Шпренгер и Инститорис оставили другие полезные советы. По их мнению, надо пронести тщательный обыск в доме подозреваемой. Ведьму нельзя ни на минуту оставлять в комнате одну. Иначе она примет снадобья, которые помогут ей молчать во время пыток. Если у неё есть служанка или подруги, их тоже полезно посадить, даже когда на них нет доноса (Инститорис, и др., 1932 стр. 256).
Столетие спустя после появления «Молота ведьм» додумались до более суровых мер. Наверняка особенно болезненно воспринималось то, что стремился ввести в обычай Жан Боден:
«Дети колдуньи должны быть схвачены, ибо они весьма часто осведомлены о преступлениях матери. Их — поскольку они находятся в нежном возрасте — можно либо убедить, либо заставить говорить (Lea, 1939 стр. 571).

━━━

* [Задания]:
1. Проверьте по тексту о ведовских процессах три утверждения. (a) Шпренгер и Инститорис советовали не оставлять подозреваемую одну в комнате. (b) Служанку подозреваемой, по их мнению, следовало сажать только при наличии доноса на неё. (c) Жан Боден считал, что детей колдуньи нужно схватить. Ответьте на каждое «да» или «нет» и приведите решающие слова текста точной цитатой.
2. Подхватите текст о ведовских процессах и продолжите его после последнего приведённого предложения.

* [Записи набора данных]:
━━━

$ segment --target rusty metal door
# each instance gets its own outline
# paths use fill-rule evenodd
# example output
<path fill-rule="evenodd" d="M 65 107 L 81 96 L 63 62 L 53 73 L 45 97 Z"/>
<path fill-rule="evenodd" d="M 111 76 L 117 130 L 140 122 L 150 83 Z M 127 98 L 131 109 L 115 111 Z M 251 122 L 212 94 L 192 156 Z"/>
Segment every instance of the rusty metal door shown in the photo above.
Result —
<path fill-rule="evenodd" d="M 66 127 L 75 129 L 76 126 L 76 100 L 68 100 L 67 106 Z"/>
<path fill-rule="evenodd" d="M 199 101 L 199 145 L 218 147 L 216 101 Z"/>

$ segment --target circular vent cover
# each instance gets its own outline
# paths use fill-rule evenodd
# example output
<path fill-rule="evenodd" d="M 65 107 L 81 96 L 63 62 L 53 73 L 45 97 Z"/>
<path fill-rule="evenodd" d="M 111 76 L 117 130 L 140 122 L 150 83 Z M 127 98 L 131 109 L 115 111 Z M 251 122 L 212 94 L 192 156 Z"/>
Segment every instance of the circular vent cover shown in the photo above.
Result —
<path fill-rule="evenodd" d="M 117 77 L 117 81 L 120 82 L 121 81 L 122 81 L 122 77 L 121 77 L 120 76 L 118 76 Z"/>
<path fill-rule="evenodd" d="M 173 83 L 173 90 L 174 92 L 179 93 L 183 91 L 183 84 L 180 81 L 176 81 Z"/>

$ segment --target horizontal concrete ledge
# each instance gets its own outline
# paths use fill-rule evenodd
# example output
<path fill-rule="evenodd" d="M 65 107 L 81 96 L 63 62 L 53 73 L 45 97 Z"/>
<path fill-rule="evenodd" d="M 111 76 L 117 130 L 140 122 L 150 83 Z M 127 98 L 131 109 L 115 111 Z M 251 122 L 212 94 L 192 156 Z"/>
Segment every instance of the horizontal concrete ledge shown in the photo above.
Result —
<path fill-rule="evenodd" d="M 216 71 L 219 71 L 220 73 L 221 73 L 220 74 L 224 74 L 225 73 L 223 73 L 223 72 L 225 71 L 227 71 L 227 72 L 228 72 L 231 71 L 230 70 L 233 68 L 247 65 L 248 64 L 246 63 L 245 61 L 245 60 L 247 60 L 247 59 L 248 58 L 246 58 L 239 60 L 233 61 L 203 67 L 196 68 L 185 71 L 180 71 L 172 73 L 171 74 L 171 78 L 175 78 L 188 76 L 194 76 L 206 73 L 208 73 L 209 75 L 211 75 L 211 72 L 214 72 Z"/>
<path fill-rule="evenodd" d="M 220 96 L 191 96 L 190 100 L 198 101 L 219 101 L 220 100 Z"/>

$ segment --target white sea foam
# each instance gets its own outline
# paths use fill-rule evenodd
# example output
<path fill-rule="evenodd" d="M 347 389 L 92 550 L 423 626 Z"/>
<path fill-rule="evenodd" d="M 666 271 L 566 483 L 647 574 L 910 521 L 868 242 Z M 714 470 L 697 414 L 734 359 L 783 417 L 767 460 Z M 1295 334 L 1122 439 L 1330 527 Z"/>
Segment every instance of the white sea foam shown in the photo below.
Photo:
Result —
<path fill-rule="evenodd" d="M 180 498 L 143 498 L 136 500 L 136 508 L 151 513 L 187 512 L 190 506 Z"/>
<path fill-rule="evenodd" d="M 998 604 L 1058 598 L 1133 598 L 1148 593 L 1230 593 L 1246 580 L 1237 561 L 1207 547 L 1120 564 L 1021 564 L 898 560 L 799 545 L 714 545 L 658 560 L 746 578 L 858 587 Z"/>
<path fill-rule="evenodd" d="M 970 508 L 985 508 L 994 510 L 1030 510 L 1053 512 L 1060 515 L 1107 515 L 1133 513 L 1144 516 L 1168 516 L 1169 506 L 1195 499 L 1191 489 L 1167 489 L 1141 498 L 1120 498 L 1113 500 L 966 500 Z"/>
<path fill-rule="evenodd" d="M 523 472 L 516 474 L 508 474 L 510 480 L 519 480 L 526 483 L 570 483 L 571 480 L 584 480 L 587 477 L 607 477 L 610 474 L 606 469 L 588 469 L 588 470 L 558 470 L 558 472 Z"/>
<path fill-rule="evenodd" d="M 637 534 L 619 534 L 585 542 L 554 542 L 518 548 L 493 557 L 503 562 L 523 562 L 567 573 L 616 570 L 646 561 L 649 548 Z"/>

━━━

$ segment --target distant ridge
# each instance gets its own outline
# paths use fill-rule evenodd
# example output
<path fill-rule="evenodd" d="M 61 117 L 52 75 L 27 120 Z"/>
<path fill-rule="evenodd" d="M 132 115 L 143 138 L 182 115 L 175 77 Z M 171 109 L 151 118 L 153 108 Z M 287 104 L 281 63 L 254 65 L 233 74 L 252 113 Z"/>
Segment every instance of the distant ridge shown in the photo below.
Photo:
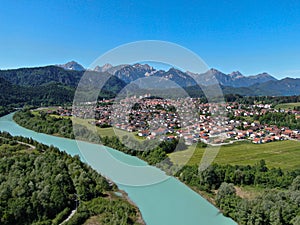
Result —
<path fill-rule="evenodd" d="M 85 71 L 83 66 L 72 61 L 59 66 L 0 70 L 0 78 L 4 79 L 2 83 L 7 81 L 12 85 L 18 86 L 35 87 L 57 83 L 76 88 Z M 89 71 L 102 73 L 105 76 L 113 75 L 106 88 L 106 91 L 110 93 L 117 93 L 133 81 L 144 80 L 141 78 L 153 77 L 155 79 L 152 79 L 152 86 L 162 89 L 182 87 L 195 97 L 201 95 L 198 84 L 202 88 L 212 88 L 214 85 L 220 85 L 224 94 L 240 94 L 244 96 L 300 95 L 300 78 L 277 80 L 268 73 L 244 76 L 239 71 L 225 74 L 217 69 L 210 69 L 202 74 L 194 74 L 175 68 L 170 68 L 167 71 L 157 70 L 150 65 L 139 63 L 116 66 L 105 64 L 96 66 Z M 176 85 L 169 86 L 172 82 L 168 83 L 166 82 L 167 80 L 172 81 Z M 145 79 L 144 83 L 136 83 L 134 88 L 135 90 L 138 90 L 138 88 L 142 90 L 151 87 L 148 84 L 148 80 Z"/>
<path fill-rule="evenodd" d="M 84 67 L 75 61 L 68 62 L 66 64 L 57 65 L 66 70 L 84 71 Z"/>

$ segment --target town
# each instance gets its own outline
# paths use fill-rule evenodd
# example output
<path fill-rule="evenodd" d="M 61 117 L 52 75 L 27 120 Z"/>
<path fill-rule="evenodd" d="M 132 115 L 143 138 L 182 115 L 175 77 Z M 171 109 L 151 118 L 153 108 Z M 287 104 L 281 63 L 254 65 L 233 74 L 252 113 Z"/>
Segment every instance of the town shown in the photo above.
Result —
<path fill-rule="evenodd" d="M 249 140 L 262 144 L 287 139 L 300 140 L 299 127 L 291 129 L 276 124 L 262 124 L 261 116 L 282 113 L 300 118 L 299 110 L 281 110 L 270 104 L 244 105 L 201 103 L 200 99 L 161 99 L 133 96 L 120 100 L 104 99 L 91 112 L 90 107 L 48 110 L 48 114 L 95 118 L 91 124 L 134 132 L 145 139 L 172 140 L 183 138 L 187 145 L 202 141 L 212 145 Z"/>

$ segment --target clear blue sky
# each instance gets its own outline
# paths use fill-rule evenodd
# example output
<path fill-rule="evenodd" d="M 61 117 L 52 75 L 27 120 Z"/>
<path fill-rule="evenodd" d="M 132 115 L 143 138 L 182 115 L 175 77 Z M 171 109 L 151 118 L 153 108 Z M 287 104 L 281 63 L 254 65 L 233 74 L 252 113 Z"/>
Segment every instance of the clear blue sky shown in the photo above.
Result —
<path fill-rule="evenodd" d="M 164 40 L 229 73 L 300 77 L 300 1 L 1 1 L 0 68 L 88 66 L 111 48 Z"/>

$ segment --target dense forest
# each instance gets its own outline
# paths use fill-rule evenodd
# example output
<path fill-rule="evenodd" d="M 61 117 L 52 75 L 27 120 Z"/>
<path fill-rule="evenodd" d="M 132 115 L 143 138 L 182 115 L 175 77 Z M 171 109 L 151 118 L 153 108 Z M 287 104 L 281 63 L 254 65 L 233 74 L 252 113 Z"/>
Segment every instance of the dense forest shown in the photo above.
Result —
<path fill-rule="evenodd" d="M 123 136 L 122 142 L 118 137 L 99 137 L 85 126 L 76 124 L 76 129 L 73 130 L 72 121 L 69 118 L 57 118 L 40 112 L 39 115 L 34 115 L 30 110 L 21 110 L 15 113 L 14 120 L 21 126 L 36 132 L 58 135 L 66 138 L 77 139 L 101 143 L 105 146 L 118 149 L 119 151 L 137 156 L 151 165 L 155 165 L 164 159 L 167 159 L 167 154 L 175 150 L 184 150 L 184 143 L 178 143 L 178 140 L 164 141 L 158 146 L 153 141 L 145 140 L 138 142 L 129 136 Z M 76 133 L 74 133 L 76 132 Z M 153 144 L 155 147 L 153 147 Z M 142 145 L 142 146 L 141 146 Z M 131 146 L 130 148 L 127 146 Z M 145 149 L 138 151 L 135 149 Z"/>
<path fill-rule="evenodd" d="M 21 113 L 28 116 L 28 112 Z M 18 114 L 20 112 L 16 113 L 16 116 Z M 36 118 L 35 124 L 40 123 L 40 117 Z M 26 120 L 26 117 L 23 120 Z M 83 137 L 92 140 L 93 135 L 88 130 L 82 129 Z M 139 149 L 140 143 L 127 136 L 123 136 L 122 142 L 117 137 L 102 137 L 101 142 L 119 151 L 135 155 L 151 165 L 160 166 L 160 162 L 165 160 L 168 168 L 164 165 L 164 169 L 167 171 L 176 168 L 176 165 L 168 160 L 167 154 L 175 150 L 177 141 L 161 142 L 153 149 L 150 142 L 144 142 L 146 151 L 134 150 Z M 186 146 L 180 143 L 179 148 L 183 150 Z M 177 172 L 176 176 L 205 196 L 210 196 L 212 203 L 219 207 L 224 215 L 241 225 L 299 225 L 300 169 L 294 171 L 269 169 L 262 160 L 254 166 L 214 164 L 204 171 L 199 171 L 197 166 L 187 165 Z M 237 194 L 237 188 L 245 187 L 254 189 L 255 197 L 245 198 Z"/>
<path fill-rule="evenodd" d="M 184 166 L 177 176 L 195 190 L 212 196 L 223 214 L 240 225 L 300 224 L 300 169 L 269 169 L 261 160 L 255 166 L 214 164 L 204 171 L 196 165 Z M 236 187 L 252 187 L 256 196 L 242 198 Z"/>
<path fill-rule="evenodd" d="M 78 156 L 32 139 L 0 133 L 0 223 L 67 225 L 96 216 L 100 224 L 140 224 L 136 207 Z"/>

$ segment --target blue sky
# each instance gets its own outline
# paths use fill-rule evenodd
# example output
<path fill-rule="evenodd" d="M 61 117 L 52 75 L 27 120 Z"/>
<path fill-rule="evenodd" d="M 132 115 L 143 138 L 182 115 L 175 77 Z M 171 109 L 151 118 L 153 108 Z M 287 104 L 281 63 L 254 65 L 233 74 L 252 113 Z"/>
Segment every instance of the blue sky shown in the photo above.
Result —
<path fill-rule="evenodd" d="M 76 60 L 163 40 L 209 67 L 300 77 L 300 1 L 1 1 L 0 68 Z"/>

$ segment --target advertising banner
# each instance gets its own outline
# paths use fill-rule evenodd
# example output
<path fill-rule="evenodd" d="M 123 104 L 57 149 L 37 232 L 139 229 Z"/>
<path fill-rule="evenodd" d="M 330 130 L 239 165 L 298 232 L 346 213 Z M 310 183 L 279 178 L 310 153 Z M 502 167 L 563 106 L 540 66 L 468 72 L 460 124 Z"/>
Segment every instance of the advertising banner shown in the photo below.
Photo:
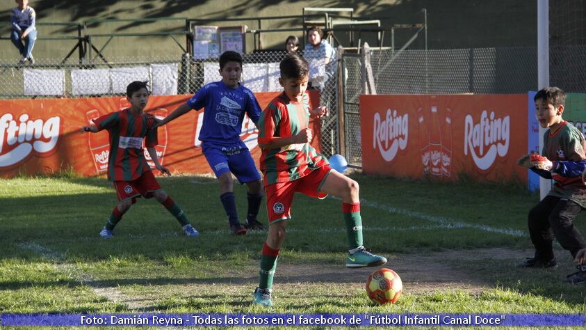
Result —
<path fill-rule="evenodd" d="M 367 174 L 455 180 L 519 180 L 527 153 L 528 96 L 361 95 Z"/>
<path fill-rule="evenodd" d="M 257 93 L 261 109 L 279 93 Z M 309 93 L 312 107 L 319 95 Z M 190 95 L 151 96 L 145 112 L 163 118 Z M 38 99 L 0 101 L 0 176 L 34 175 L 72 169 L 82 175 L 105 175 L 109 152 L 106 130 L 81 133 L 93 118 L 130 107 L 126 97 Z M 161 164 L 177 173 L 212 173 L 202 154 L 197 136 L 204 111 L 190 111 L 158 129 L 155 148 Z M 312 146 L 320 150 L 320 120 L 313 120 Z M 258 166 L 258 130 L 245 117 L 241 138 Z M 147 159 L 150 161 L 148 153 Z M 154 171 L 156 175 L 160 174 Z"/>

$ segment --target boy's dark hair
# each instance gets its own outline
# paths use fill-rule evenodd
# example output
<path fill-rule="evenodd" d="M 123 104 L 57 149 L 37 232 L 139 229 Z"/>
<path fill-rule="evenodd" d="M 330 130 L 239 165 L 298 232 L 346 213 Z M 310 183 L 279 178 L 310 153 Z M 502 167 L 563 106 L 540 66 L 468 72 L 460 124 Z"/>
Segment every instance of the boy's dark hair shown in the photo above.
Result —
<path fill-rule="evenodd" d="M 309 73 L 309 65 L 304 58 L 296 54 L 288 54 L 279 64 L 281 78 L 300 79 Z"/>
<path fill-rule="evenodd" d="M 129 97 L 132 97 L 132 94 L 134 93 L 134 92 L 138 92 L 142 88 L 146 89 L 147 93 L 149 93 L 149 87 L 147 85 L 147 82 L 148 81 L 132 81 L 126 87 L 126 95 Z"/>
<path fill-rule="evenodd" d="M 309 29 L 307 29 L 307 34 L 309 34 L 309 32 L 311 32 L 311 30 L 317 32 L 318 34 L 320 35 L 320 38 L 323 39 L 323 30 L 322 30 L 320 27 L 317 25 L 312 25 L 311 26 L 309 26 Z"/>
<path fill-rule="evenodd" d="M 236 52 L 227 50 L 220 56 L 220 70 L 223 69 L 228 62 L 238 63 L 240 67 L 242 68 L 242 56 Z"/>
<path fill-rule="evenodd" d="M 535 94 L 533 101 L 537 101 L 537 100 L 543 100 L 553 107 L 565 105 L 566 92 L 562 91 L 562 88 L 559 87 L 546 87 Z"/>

━━━

* [Ответы к заданиям]:
1.
(a) Да: «Ведьму нельзя ни на минуту оставлять в комнате одну».
(b) Нет: «их тоже полезно посадить, даже когда на них нет доноса».
(c) Да: «Дети колдуньи должны быть схвачены».

2.
Так поступили в 1601 году в Оффенбурге, желая найти доказательства вины Эльзы Гвиннер. Обычным способом, то есть пытками, её уличить не могли. Вздернутая на дыбу, Эльза молчала, несмотря на все усилия палача. Только одно услышали от неё: „Господи, прости им, ибо не ведают, что творит“.
Тут священнику пришла в голову мудрая мысль схватить дочку Эльзы и выудить у неё оговор на мать. Сказано — сделано. Девочка схвачена, но она вовсе не желает сразу сдаваться. На допросе Агата, как гласит протокол, отвергла обвинения „с неслыханным для такой малолетки нахальством“. Пришлось прибегнуть к порке. „Малолетку“ секли до тех пор, пока она не созналась. Когда Эльза Гвиннер узнала о показаниях своей Агаты, она не могла в это поверить. Их свели лицом к лицу. Пристыженная своим предательством, девочка не могла вымолвить ни слова. Мать стала настаивать: как она могла её оговорить? Агата выдавила, что сделала это под розгами.
— И почему я тебя, несчастное дитя, не утопила при первом купании? — воскликнула тогда Эльза в сердцах.
— О мама, мама, если бы ты это сделала! — ответила девочка с глубокой болью в голосе.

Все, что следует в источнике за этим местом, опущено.